[Your task]
Reproduce every line of the entries below, shifting each bounding-box coordinate under the detected regions up by 150 and keeping all other lines unchanged. Leave the pictures out of your answer.

[Records for this task]
═══

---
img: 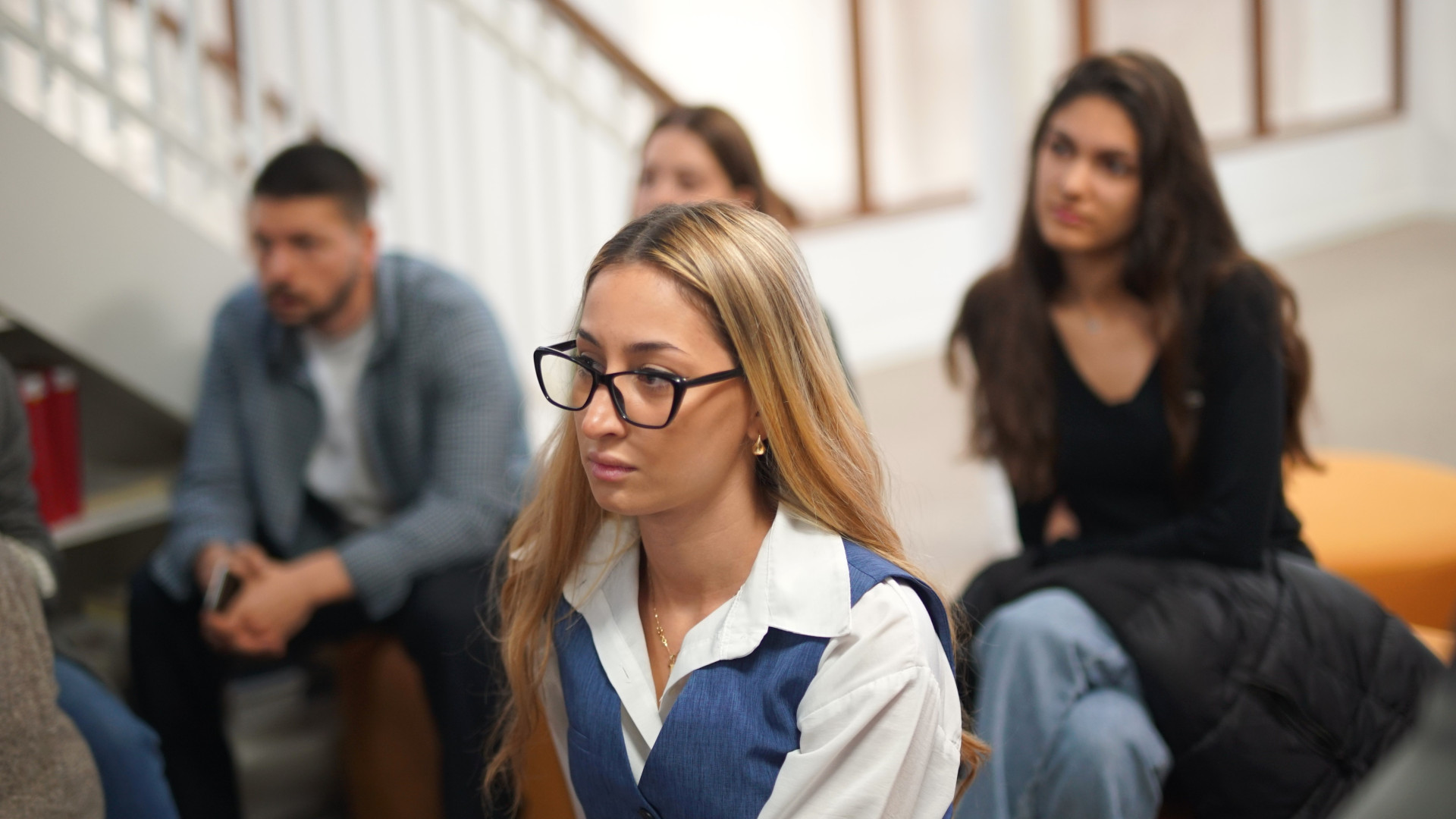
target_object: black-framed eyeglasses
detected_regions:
[536,340,742,430]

═══

[Answer to the exercise]
---
img: 
target_object: black-framed eyeglasses
detected_regions:
[686,490,892,580]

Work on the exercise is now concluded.